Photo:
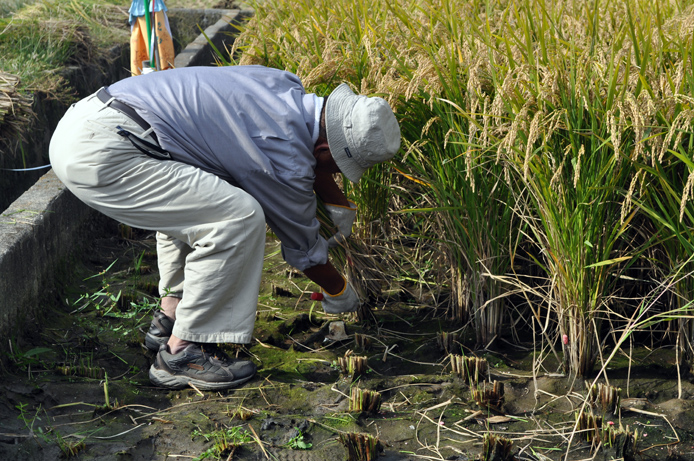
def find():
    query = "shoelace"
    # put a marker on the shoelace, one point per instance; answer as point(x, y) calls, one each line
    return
point(215, 352)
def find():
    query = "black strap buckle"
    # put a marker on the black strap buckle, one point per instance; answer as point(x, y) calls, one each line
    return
point(145, 146)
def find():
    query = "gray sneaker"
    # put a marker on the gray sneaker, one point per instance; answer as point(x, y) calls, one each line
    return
point(203, 365)
point(159, 331)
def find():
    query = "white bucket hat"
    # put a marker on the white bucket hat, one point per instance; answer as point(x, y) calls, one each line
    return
point(361, 131)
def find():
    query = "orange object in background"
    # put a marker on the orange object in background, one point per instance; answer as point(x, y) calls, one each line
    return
point(151, 48)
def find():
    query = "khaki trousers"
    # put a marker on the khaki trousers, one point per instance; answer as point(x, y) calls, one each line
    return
point(211, 235)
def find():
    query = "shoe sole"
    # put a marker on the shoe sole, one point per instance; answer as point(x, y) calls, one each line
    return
point(153, 343)
point(165, 379)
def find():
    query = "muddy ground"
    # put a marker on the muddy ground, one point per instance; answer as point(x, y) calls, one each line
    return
point(77, 385)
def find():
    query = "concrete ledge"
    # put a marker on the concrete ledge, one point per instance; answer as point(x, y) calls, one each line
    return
point(47, 227)
point(39, 233)
point(221, 34)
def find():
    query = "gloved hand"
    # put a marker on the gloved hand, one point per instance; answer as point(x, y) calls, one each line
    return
point(345, 301)
point(343, 218)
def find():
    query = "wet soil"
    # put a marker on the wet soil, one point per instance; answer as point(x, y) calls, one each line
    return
point(77, 386)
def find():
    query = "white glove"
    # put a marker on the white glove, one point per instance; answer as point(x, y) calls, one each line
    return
point(343, 218)
point(345, 301)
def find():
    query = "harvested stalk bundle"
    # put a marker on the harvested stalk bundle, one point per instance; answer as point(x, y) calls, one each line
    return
point(589, 426)
point(352, 365)
point(496, 448)
point(447, 342)
point(15, 108)
point(488, 396)
point(360, 447)
point(361, 341)
point(364, 400)
point(82, 370)
point(605, 397)
point(472, 369)
point(625, 443)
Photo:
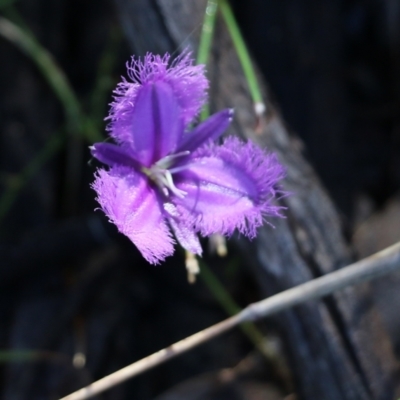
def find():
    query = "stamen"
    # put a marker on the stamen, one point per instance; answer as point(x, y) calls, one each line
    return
point(167, 160)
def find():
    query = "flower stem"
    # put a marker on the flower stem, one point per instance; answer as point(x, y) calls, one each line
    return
point(206, 36)
point(243, 55)
point(53, 75)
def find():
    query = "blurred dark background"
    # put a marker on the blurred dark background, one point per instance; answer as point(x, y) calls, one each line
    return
point(72, 288)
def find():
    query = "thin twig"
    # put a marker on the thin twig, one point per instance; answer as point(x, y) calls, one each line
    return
point(379, 264)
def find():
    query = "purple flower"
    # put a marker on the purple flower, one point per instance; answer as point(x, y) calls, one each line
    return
point(165, 177)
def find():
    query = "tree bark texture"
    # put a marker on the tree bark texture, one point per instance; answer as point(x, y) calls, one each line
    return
point(337, 347)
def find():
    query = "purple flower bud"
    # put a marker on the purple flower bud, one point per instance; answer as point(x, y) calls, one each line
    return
point(162, 179)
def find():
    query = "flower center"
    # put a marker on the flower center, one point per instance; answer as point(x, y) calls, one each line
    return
point(161, 174)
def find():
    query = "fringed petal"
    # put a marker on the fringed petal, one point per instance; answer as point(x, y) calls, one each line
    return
point(229, 187)
point(113, 155)
point(132, 205)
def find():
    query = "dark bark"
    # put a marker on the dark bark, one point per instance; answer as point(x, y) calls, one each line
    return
point(338, 349)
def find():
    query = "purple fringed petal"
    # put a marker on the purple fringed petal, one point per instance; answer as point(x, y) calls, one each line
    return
point(132, 205)
point(212, 128)
point(155, 124)
point(121, 111)
point(112, 155)
point(187, 81)
point(229, 187)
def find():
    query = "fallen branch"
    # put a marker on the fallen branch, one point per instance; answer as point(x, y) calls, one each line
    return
point(367, 269)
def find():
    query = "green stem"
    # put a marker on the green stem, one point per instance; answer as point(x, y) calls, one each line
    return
point(53, 75)
point(206, 36)
point(241, 51)
point(7, 199)
point(207, 32)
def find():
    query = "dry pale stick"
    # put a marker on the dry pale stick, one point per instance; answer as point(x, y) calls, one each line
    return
point(369, 268)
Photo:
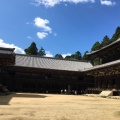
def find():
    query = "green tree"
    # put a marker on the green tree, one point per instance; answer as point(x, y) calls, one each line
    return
point(105, 41)
point(32, 49)
point(59, 56)
point(41, 52)
point(76, 56)
point(116, 35)
point(96, 46)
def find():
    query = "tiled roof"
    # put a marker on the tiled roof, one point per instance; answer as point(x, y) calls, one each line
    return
point(116, 62)
point(50, 63)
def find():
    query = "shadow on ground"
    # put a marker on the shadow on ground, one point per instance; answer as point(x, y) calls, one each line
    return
point(5, 99)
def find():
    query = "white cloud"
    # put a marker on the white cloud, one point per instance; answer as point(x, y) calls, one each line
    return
point(6, 45)
point(55, 34)
point(41, 35)
point(52, 3)
point(107, 2)
point(48, 54)
point(42, 23)
point(64, 55)
point(29, 37)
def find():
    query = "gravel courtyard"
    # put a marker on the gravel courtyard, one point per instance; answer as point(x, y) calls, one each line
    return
point(31, 106)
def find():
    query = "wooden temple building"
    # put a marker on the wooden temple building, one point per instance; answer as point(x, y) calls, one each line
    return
point(25, 73)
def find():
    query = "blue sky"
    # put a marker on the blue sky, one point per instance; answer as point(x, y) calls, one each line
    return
point(59, 26)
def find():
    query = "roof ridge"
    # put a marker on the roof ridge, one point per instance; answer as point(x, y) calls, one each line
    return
point(52, 58)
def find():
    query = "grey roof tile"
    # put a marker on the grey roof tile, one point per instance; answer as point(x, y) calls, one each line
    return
point(50, 63)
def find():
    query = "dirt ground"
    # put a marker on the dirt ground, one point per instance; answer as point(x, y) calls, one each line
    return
point(28, 106)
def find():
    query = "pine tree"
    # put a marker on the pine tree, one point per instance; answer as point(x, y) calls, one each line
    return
point(116, 35)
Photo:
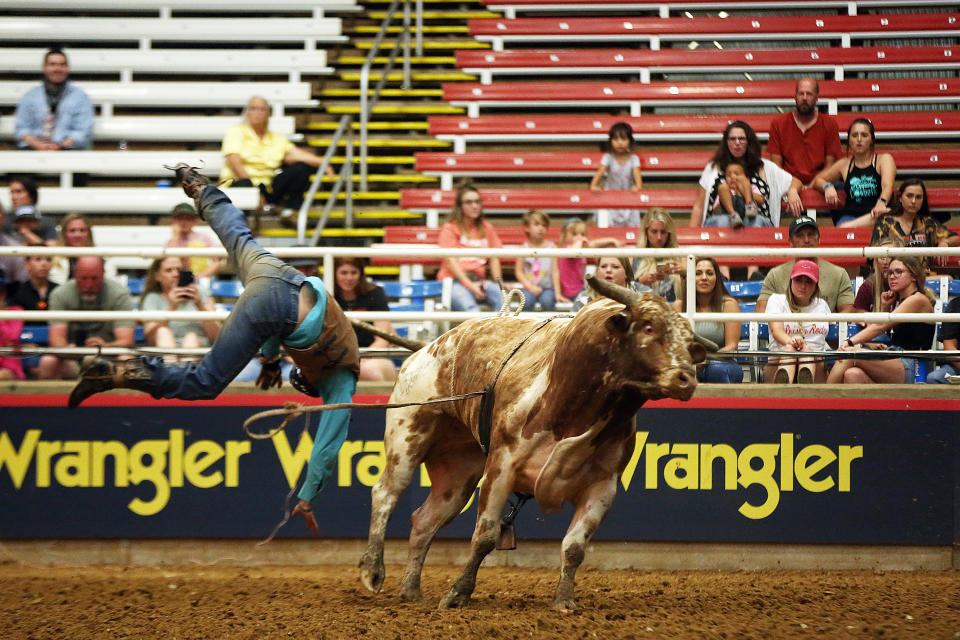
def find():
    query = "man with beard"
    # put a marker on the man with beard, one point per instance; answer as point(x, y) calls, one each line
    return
point(57, 114)
point(804, 141)
point(88, 290)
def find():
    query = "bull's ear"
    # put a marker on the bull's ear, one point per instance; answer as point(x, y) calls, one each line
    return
point(620, 322)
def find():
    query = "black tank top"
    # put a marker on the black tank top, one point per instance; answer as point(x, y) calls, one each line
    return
point(862, 187)
point(913, 336)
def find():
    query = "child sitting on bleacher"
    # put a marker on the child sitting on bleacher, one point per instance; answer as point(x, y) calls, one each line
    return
point(737, 198)
point(536, 274)
point(619, 170)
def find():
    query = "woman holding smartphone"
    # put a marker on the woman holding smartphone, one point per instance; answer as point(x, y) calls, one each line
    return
point(168, 288)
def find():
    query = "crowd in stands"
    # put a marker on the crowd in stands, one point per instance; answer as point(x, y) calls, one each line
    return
point(737, 188)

====

* Work to be completed
Copy out every item above with "put a marker on" swapped for "place a dot on" wherever it occurs, keeping everything else the same. Leave the pictures out.

* Output for this task
Photo:
def find():
    query = "shoelace"
    # place a dot on the shoelace, one point per instance; answer as point(x, y) calls, one each line
    return
point(215, 352)
def find():
    query = "black strap buckle"
    # place a dot on the black strap buckle, one point per instance; answer as point(x, y) calls, one each line
    return
point(145, 146)
def find():
    query = "gray sneaker"
    # place a dot on the gray sneaker, one point per instance; answer as point(x, y) calls, one each line
    return
point(203, 365)
point(159, 331)
def find():
    query = "white bucket hat"
    # place a dot on the white bucket hat, one point per instance; answer as point(x, y) calls, one each line
    return
point(361, 131)
def find():
    query = "orange object in background"
    # place a dot on the orange object in background, one point per instance; answer as point(x, y) calls, one each line
    return
point(151, 48)
def find():
    query = "khaki trousers"
    # place a dot on the khaki trousers, one point per instance; answer as point(x, y) calls, one each line
    return
point(211, 235)
def find():
    query = "shoe sole"
    # place a dot on the shoe sole, one point per instance; answer as point(x, y) calls, one each line
    return
point(153, 343)
point(165, 379)
def find():
    query = "muddy ground"
    # place a dot on the muddy ground, one point per instance; answer as point(x, y) calls, one each line
    return
point(77, 385)
def find():
    query = "concrete ledge"
    # place a dot on the concrete ledge, one point per instance; answer as point(x, y) calls, one each line
    return
point(47, 227)
point(39, 233)
point(221, 34)
def find():
    query = "gloved hand"
    # place a dot on the gloved hand, one point per instance; answer as point(x, y) calls, one each line
    return
point(345, 301)
point(343, 218)
def find():
    query = "wet soil"
    # place a dot on the wet soil, one point per instance; answer as point(x, y) calls, one each line
    return
point(77, 386)
def find():
    query = "white glove"
    # place a dot on the white glove, one point per instance; answer as point(x, y) calls, one each line
    return
point(343, 218)
point(345, 301)
def find():
    query = "harvested stalk bundle"
    # place a dot on the harvested stalk bundle, one point per instance; answer as point(x, y) calls, one each line
    return
point(589, 426)
point(352, 365)
point(496, 448)
point(447, 342)
point(15, 108)
point(488, 396)
point(360, 447)
point(361, 341)
point(364, 400)
point(82, 370)
point(605, 397)
point(472, 369)
point(625, 443)
Photo:
def find():
    query = "stamen"
    # place a dot on the stamen, one point per instance; answer as point(x, y) calls, one each line
    return
point(167, 160)
def find():
    query = "flower stem"
    # place a dot on the flower stem, one point per instance; answer as point(x, y) calls, one each line
    return
point(206, 36)
point(243, 55)
point(53, 75)
def find():
    query = "blurred dark background"
    # place a dot on the blurred dark background, one point per instance; answer as point(x, y) calls, one each line
    return
point(72, 288)
def find():
    query = "thin twig"
    # place a dot on the thin twig, one point per instance; answer as point(x, y) calls, one each line
    return
point(379, 264)
def find():
    query = "purple flower"
    # place a dot on the purple flower, one point per instance; answer as point(x, y) calls, one each line
    return
point(165, 177)
def find():
    query = "tree bark texture"
    # place a dot on the tree bark texture, one point per instance; answer as point(x, y) calls, one each line
    return
point(337, 347)
def find():
    query = "purple flower bud"
    # place a dot on the purple flower bud, one point per instance; answer as point(x, y) calls, one each line
    return
point(162, 179)
def find():
    query = "flower center"
    # place a dot on the flower center, one point per instance; answer as point(x, y) calls, one each line
    return
point(161, 174)
def find():
    query = "fringed petal"
    # place a dot on the fringed petal, one point per instance; answer as point(x, y) calls, one each line
    return
point(229, 187)
point(113, 155)
point(132, 205)
def find():
    query = "dark bark"
    # place a dot on the dark bark, one point per instance; answer as point(x, y) calls, one each line
    return
point(338, 349)
def find():
    query = "purple fringed petal"
    # place a dot on the purple fringed petal, one point per instance; answer as point(x, y) calls, one each line
    return
point(132, 205)
point(212, 128)
point(155, 124)
point(121, 111)
point(112, 155)
point(187, 81)
point(229, 187)
def find():
    query = "fallen branch"
    # place a dot on the fallen branch, one point per instance; answer as point(x, y) calls, one each line
    return
point(367, 269)
def find():
    query = "green stem"
    # place a dot on the green stem, one point per instance; answer as point(x, y) calls, one each line
    return
point(53, 75)
point(206, 36)
point(241, 51)
point(7, 199)
point(207, 32)
def find():
    query = "dry pale stick"
    # place a dot on the dry pale stick, one point per instance; answer as point(x, y) calls, one each line
    return
point(369, 268)
Photo:
def find():
    query = "green tree"
    # place a dot on the green tree, one point per instance; answer as point(x, y) calls, one each line
    return
point(105, 41)
point(32, 49)
point(59, 56)
point(41, 52)
point(76, 56)
point(116, 35)
point(96, 46)
def find():
    query = "tiled roof"
    # place a dot on the tiled roof, one point per instance; answer as point(x, y) calls, one each line
    return
point(116, 62)
point(50, 63)
def find():
    query = "shadow on ground"
    # place a dot on the shadow on ground, one point per instance; answer as point(x, y) calls, one each line
    return
point(5, 99)
def find():
    query = "white cloud"
    # place a dot on the white cloud, one point per instance; answer as point(x, y) calls, one each line
    return
point(6, 45)
point(55, 34)
point(41, 35)
point(52, 3)
point(107, 2)
point(48, 54)
point(42, 23)
point(64, 55)
point(29, 37)
def find():
    query = "gravel courtyard"
    # place a dot on the gravel courtyard, one point per instance; answer as point(x, y) calls, one each line
    return
point(31, 106)
def find():
    query = "wooden temple building"
    # place a dot on the wooden temple building, one point per instance; answer as point(x, y) calls, one each line
    return
point(25, 73)
def find():
    query = "blue sky"
    # place a dot on the blue sky, one point per instance; answer as point(x, y) calls, one each line
    return
point(59, 26)
def find():
    query = "roof ridge"
    # place a dot on the roof ridge, one point per instance; answer as point(x, y) calls, one each line
    return
point(52, 58)
def find():
    query = "grey roof tile"
    # place a dot on the grey roof tile, one point per instance; answer as point(x, y) calls, one each line
    return
point(50, 63)
def find():
    query = "dirt ground"
    # place a dot on the dirt ground, one point per instance; answer as point(x, y) calls, one each line
    return
point(28, 106)
def find():
    query = "pine tree"
    # place a dot on the pine tree, one point per instance; answer as point(x, y) calls, one each line
    return
point(116, 35)
Photo:
def find():
    query = "man with beard"
    # place a dot on the man with beard, one point per instance; answer as point(x, y) calls, one each line
    return
point(57, 114)
point(804, 141)
point(88, 290)
def find():
    query = "bull's ear"
    # place a dot on the bull's ear, one point per instance; answer as point(x, y) calls, one each line
    return
point(620, 322)
def find():
    query = "black tank top"
    # place a dot on the black tank top, one point per instance; answer as point(x, y) calls, one each line
    return
point(862, 187)
point(913, 336)
def find():
    query = "child sitting on bleacher"
    # place a dot on the child sitting on bleacher, one point per instance; answer as point(x, y) calls, one each line
    return
point(737, 198)
point(536, 274)
point(619, 170)
def find():
    query = "woman holding smartphone"
    # place a dot on the woman holding smartphone, one point per instance; answer as point(x, y) calls, one each line
    return
point(168, 288)
def find():
    query = "crowd in stands"
    # place a dot on the crowd in stands, one point per instance; answer as point(x, y) calls, one each line
    return
point(737, 188)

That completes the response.